=== Stored rows ===
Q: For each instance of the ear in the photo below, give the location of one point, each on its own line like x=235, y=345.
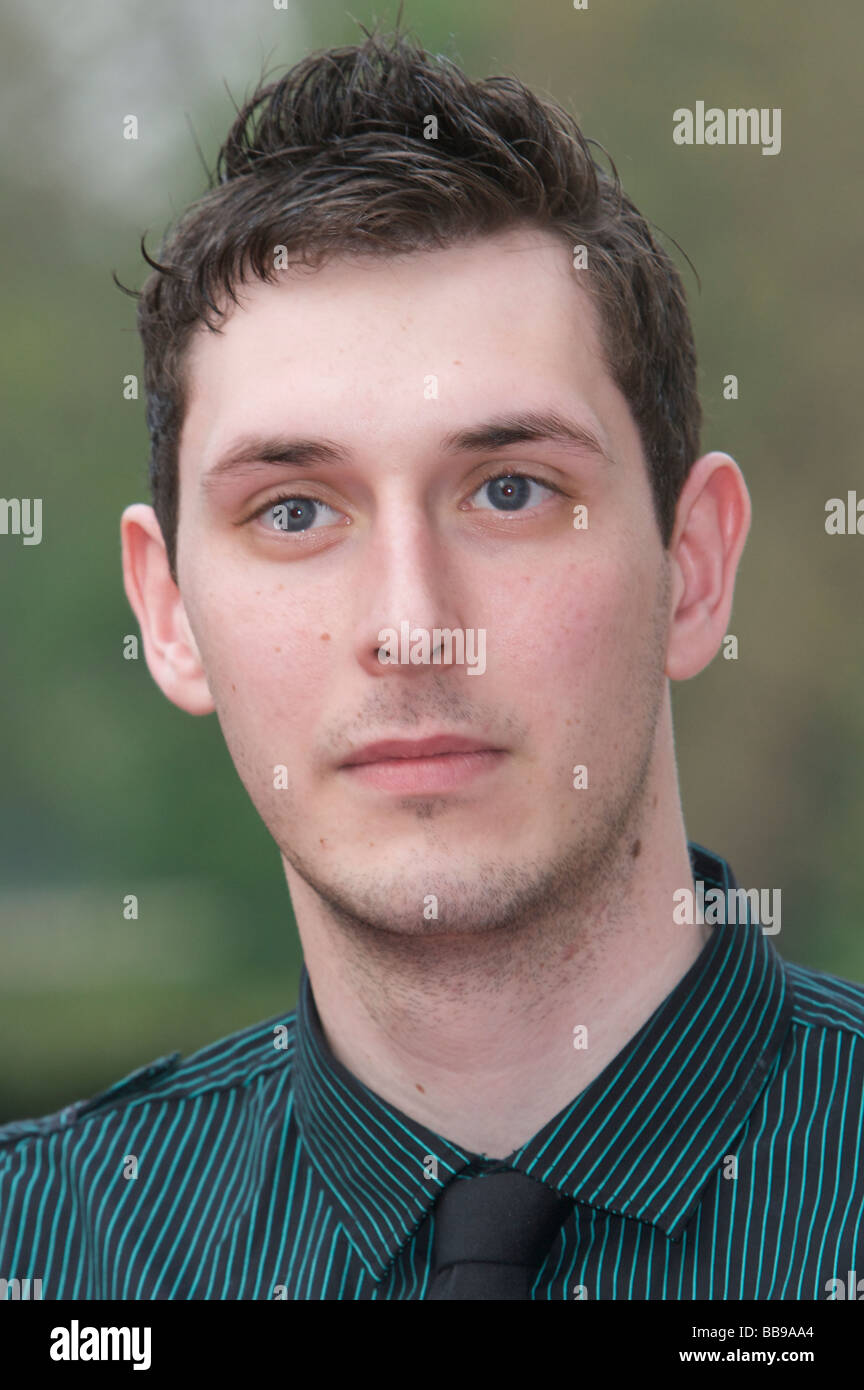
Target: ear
x=711, y=524
x=170, y=648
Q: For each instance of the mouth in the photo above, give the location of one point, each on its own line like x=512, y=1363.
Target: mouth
x=425, y=765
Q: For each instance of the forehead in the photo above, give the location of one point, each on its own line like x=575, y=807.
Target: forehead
x=399, y=349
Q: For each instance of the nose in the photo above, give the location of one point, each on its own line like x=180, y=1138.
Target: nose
x=407, y=585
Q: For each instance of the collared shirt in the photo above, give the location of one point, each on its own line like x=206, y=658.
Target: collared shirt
x=718, y=1155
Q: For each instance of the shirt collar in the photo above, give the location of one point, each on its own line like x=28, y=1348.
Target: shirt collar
x=641, y=1140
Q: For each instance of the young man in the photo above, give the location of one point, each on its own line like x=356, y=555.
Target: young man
x=431, y=535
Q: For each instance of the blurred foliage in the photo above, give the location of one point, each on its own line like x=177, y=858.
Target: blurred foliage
x=109, y=788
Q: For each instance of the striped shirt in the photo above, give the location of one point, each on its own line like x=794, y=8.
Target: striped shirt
x=718, y=1155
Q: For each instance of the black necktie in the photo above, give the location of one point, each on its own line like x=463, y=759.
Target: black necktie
x=492, y=1235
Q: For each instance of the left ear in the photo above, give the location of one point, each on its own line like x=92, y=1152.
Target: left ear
x=711, y=524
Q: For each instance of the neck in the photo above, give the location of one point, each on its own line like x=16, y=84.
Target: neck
x=485, y=1037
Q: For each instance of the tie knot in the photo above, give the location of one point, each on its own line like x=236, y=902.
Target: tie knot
x=497, y=1228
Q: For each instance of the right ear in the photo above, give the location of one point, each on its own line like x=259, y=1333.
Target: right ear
x=170, y=648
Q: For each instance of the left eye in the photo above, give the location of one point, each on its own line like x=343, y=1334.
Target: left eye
x=510, y=491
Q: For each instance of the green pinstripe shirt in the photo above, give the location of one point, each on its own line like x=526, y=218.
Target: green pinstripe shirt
x=718, y=1155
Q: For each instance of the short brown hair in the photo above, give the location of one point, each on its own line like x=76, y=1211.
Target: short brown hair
x=334, y=159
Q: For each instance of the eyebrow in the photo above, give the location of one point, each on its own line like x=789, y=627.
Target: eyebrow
x=528, y=427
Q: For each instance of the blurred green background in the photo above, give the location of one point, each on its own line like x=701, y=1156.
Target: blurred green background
x=106, y=787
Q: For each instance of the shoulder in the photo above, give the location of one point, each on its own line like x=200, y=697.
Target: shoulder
x=827, y=1002
x=235, y=1062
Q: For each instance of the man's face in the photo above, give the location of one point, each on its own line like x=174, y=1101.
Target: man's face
x=385, y=363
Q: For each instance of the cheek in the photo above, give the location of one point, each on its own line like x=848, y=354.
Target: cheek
x=582, y=626
x=263, y=656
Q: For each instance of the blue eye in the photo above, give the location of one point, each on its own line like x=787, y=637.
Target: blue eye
x=293, y=514
x=510, y=491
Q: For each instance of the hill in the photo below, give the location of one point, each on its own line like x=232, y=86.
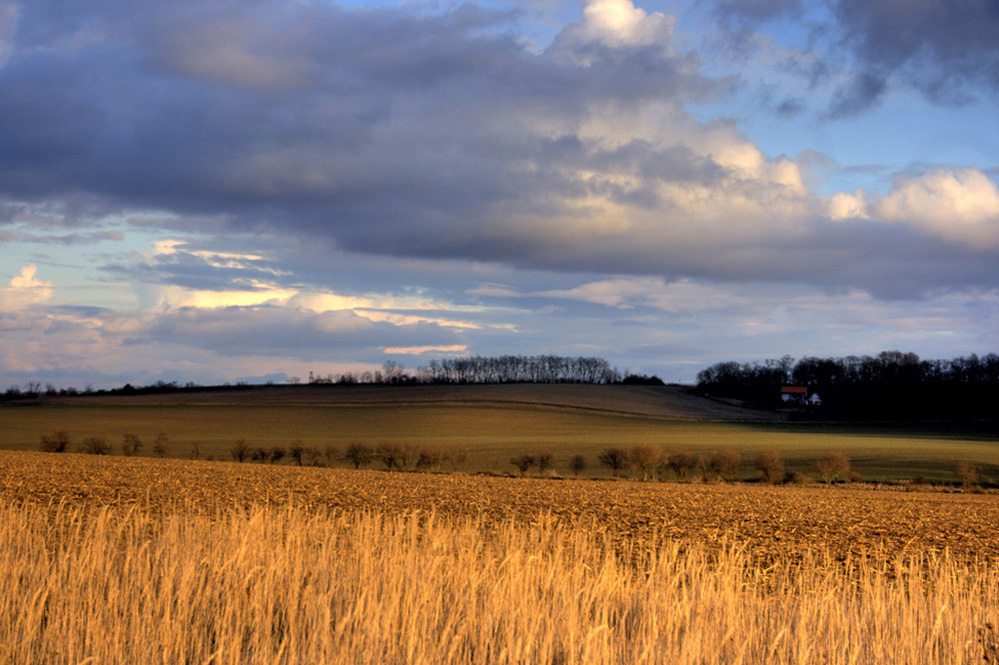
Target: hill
x=672, y=402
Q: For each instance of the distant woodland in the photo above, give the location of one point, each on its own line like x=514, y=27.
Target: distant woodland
x=493, y=369
x=891, y=384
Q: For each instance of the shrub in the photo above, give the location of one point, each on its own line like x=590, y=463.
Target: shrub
x=771, y=467
x=544, y=461
x=797, y=478
x=239, y=450
x=161, y=445
x=523, y=463
x=96, y=445
x=967, y=474
x=681, y=463
x=431, y=457
x=728, y=463
x=359, y=454
x=131, y=445
x=645, y=459
x=616, y=459
x=391, y=455
x=832, y=466
x=458, y=456
x=56, y=442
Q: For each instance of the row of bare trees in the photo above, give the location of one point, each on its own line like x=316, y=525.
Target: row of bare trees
x=891, y=384
x=519, y=369
x=392, y=455
x=643, y=462
x=131, y=445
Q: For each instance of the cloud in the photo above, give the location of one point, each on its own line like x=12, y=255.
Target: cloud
x=946, y=50
x=411, y=134
x=24, y=290
x=959, y=206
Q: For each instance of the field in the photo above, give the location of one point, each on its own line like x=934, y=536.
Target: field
x=122, y=560
x=494, y=423
x=117, y=560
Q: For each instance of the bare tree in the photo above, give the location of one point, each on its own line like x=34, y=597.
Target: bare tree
x=681, y=463
x=297, y=451
x=431, y=457
x=391, y=455
x=722, y=464
x=645, y=459
x=161, y=445
x=458, y=456
x=832, y=466
x=276, y=454
x=96, y=445
x=56, y=442
x=359, y=454
x=968, y=475
x=523, y=463
x=239, y=449
x=771, y=467
x=616, y=459
x=131, y=445
x=544, y=461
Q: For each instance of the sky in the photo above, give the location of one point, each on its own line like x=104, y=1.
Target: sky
x=249, y=190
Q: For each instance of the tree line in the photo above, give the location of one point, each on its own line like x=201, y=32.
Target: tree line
x=891, y=384
x=491, y=369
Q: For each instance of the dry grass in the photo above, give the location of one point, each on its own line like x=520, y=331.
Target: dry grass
x=130, y=560
x=275, y=585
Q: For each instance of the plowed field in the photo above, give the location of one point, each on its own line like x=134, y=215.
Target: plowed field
x=769, y=520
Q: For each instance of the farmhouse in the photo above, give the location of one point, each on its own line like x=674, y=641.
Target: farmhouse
x=799, y=395
x=793, y=394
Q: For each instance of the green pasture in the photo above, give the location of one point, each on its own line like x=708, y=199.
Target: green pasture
x=493, y=434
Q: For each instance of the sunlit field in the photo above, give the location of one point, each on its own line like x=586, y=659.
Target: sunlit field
x=116, y=560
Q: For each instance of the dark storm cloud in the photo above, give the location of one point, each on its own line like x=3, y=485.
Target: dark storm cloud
x=948, y=50
x=944, y=48
x=391, y=132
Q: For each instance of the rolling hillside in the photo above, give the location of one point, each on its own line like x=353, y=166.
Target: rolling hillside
x=667, y=402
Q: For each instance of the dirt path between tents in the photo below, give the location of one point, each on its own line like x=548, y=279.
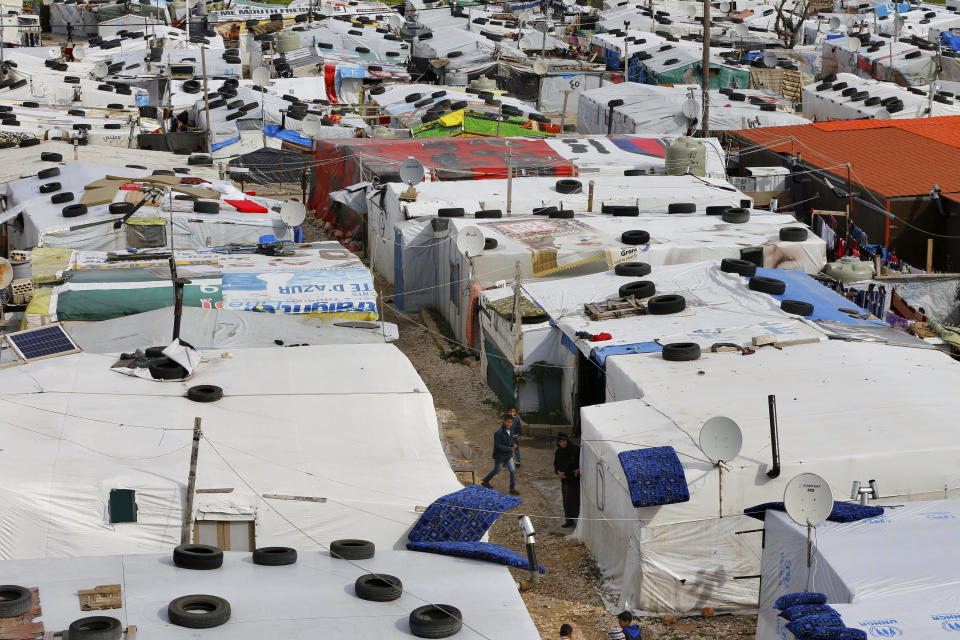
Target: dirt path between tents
x=572, y=589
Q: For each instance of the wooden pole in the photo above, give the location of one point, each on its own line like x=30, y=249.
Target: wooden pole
x=191, y=483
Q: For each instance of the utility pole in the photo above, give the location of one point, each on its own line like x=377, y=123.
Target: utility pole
x=705, y=71
x=191, y=483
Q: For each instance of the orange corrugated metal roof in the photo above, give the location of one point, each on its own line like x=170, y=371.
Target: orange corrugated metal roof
x=890, y=157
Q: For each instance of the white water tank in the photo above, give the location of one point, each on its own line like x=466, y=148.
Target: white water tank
x=686, y=152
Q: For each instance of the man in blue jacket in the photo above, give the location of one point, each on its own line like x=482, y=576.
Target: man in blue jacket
x=503, y=447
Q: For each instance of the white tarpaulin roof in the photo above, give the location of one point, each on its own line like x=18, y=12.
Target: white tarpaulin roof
x=305, y=421
x=311, y=598
x=894, y=575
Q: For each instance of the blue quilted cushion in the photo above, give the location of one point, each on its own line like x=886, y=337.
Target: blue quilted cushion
x=476, y=550
x=817, y=623
x=800, y=610
x=655, y=476
x=462, y=516
x=791, y=599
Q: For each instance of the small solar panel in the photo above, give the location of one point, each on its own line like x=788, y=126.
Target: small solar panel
x=44, y=342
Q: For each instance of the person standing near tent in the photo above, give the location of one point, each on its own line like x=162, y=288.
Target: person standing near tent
x=503, y=447
x=566, y=465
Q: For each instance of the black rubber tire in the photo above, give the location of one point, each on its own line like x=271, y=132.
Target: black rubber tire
x=378, y=587
x=74, y=210
x=635, y=236
x=202, y=557
x=767, y=285
x=204, y=393
x=797, y=307
x=681, y=351
x=738, y=266
x=735, y=215
x=120, y=208
x=670, y=303
x=96, y=628
x=14, y=600
x=638, y=289
x=352, y=549
x=793, y=234
x=435, y=621
x=181, y=611
x=632, y=269
x=274, y=556
x=166, y=369
x=205, y=206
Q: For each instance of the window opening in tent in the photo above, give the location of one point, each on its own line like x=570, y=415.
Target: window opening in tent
x=123, y=506
x=229, y=535
x=455, y=285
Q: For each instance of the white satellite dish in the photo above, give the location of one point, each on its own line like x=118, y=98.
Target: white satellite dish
x=312, y=126
x=6, y=273
x=720, y=439
x=411, y=171
x=260, y=76
x=808, y=499
x=292, y=213
x=470, y=241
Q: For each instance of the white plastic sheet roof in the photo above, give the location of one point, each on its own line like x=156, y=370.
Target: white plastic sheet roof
x=312, y=598
x=304, y=421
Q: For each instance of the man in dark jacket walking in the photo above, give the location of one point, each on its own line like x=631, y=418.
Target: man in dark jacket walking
x=503, y=447
x=566, y=464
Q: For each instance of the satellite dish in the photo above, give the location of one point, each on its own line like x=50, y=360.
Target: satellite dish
x=312, y=126
x=6, y=273
x=470, y=241
x=260, y=76
x=720, y=439
x=292, y=213
x=411, y=172
x=808, y=499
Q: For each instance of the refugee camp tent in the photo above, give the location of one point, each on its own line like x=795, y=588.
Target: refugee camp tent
x=284, y=426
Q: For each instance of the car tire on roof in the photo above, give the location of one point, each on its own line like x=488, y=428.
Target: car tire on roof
===
Everything from the line containing "Q: For each instance of the white plastic" to the end of the records must be written out exactly; include both of those lines and no others.

» Answer:
Q: For each instance of the white plastic sheet roof in the photo above, give the location of one point, each on its own line like x=156, y=370.
Target: white plastic sheet roof
x=312, y=598
x=304, y=421
Q: For each instance of the man in dark jacket walking in the photo above, give the location of one point, each on its own line like x=631, y=418.
Target: man in dark jacket walking
x=503, y=447
x=566, y=464
Q: For each instance of the satellite dish in the photo above, give the location of one point, each on its own line like x=50, y=360.
Target: satellite dish
x=312, y=126
x=6, y=273
x=470, y=241
x=260, y=76
x=720, y=439
x=292, y=213
x=411, y=172
x=808, y=499
Q: For each instance of the refugee camp tent in the photo above, give the location of one point, each on its own line like x=795, y=588.
Target: refugee camp tent
x=284, y=426
Q: For each instance of the car tire on roof in the photo above, give the location of one point, each on its own line like x=488, y=428.
Target: car tire on roof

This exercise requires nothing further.